# is teak oil safe 4 cutting boards?



## bodymanbob

so is teak oil safe for cutting boards? if not what is?


----------



## LeeBarker

Mineral oil. No odor, and it won't go rancid.

You'll find it in the laxative section at Safeway. Warm it gently until it's thin (not in a microwave oven!) and apply it until it puddles, adding to the places where it's absorbed. Let it sit for 15 minutes and wipe off the excess.

Repeat twice a year.

Kindly,

Lee Barker


----------



## bodymanbob

thank you


----------



## Doss

You can also use something like Howards which is a combo of beeswax and orange oil. It goes by the name of butcher block conditioner or something like that.


----------



## Charlie5791

pure tung oil is also a food safe finish. 
For a cutting board, I'd stay with mineral oil though. For a butcherblock countertop I use a thinned tung oil.

====

Answer these questions from the forum thread above:
1. How often does LeeBarker say to repeat the mineral oil treatment?
2. Which two ingredients does Doss say Howards combines?
3. What does Charlie5791 use on a butcherblock countertop?

(Object point labels)

====

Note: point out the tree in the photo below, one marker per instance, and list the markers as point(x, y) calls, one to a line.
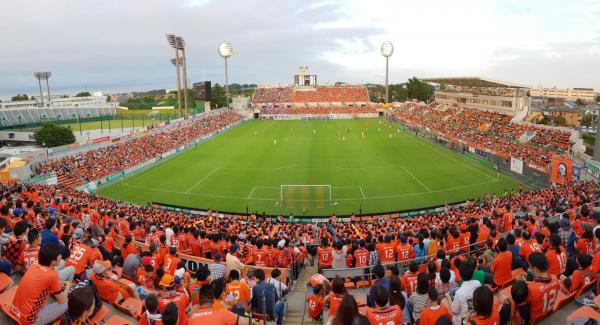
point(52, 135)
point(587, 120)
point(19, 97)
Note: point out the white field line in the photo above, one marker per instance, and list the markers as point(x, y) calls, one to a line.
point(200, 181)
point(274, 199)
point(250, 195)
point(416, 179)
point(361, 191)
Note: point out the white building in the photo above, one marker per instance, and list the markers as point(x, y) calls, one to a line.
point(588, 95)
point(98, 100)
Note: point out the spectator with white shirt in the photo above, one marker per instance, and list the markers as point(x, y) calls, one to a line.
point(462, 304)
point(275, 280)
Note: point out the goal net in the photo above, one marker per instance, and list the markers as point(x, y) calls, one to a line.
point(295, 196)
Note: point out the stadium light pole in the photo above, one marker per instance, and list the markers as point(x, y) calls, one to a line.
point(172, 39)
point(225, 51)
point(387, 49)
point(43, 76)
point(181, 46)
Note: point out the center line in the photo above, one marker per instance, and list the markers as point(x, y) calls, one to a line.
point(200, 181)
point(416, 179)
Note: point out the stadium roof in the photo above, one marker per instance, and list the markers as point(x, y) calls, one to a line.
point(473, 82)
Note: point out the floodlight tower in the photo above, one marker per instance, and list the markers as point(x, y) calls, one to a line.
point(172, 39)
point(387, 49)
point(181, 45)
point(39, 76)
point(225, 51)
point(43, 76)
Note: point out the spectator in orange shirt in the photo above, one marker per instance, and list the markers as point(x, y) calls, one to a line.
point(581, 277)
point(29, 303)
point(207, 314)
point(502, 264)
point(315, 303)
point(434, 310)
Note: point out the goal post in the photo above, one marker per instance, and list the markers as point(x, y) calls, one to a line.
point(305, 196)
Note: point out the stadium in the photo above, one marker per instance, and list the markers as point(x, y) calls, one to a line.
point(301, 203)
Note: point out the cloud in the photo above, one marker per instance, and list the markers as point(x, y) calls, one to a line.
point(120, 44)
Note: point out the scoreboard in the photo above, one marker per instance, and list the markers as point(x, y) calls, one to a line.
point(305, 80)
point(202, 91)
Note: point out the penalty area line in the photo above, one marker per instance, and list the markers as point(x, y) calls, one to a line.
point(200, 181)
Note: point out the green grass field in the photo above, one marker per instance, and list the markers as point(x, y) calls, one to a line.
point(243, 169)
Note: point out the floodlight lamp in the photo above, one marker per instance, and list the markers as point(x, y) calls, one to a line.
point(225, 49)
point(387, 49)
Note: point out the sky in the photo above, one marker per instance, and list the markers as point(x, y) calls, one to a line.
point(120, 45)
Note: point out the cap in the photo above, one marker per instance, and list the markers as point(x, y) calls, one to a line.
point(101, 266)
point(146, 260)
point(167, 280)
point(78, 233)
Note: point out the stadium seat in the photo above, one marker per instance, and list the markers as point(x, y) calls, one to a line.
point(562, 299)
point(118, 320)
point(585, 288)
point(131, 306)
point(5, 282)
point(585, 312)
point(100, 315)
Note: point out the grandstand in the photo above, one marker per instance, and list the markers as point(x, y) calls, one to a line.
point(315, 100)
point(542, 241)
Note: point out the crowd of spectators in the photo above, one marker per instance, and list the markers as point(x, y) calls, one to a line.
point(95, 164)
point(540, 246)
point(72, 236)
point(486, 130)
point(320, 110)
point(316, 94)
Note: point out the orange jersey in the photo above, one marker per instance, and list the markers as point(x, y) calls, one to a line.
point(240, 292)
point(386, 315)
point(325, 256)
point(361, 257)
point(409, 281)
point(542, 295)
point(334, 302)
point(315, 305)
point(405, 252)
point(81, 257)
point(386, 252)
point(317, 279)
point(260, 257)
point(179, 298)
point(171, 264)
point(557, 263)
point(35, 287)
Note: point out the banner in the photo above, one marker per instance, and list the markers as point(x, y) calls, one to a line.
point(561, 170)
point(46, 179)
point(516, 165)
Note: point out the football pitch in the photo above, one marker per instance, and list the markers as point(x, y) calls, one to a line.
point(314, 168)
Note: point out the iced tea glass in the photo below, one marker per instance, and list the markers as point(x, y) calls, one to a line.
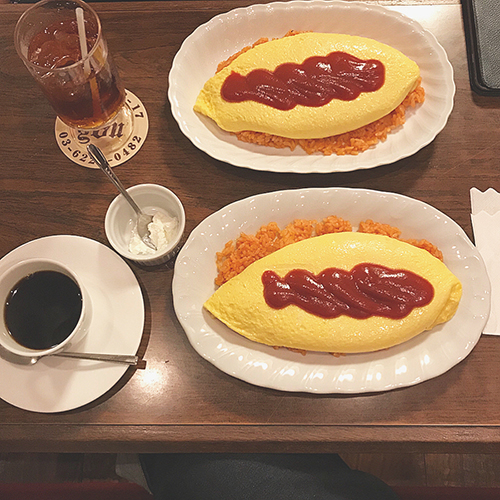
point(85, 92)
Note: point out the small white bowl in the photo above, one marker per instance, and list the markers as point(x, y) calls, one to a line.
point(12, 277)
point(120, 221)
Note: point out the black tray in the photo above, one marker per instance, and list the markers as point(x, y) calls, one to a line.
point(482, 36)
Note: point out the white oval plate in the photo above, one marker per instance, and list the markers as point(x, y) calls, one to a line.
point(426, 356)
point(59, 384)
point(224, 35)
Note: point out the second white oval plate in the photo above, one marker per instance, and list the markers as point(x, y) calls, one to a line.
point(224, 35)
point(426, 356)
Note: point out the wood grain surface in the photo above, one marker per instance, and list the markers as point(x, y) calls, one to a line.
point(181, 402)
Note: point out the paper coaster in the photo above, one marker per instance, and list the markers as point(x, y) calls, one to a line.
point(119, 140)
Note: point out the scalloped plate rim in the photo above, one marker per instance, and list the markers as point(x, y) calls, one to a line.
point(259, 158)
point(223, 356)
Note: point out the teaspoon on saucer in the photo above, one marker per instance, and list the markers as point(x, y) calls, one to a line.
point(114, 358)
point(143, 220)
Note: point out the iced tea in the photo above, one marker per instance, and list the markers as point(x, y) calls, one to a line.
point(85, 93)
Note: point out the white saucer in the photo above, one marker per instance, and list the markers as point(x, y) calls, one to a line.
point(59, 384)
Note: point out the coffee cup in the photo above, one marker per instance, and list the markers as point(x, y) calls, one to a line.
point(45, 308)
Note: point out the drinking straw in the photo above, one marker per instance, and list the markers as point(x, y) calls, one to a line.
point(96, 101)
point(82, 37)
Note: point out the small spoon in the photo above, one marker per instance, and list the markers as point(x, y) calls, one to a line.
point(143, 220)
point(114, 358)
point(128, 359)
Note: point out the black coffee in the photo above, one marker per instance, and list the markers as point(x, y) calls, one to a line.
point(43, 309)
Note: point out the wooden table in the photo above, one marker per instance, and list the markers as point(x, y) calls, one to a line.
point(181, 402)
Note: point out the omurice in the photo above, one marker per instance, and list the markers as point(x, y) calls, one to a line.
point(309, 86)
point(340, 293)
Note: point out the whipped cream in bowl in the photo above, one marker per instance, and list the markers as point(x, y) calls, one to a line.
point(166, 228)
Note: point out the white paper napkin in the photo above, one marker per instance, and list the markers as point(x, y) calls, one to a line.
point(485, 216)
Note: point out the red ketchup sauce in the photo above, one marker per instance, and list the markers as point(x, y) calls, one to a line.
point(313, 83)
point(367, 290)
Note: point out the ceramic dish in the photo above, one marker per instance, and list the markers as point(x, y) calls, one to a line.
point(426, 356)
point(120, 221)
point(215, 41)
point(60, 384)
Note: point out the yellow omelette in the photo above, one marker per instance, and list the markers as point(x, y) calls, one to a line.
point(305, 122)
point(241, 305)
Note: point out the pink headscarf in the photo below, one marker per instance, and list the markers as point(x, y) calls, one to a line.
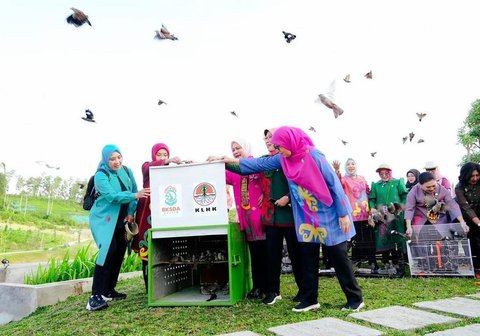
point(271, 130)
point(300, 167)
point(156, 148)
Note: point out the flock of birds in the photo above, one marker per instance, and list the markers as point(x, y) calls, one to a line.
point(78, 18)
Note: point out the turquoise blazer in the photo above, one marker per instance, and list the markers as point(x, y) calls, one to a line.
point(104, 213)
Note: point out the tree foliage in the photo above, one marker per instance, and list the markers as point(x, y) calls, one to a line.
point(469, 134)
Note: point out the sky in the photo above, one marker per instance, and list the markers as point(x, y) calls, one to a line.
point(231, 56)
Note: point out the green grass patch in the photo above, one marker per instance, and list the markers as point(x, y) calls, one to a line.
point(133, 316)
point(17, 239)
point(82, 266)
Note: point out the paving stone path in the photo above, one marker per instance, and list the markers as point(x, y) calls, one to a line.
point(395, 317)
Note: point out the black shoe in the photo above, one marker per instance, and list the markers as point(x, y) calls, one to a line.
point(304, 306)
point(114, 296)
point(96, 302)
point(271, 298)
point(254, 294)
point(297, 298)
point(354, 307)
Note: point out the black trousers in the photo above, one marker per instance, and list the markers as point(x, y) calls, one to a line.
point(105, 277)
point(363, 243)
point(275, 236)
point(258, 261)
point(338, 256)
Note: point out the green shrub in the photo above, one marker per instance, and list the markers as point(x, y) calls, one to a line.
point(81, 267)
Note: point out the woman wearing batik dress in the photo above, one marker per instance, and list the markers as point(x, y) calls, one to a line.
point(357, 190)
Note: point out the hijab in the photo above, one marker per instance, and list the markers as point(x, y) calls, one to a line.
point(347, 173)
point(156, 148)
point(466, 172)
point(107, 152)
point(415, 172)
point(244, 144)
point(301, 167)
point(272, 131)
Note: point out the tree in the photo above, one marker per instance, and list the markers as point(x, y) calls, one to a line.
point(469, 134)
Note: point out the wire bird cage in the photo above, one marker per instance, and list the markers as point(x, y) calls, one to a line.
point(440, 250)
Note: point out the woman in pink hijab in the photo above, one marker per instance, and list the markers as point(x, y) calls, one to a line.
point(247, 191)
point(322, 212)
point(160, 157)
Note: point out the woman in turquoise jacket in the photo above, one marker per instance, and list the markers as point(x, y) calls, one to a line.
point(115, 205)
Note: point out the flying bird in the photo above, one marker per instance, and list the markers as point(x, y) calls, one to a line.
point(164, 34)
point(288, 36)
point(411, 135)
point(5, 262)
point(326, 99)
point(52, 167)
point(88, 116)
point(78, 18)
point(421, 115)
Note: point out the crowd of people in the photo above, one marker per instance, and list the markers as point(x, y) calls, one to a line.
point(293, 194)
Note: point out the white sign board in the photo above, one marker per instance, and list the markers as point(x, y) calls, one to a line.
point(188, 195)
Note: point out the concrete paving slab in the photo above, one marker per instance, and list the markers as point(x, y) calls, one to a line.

====

◆ **WRITTEN SOLUTION**
1. Twice a year.
2. Beeswax and orange oil.
3. A thinned tung oil.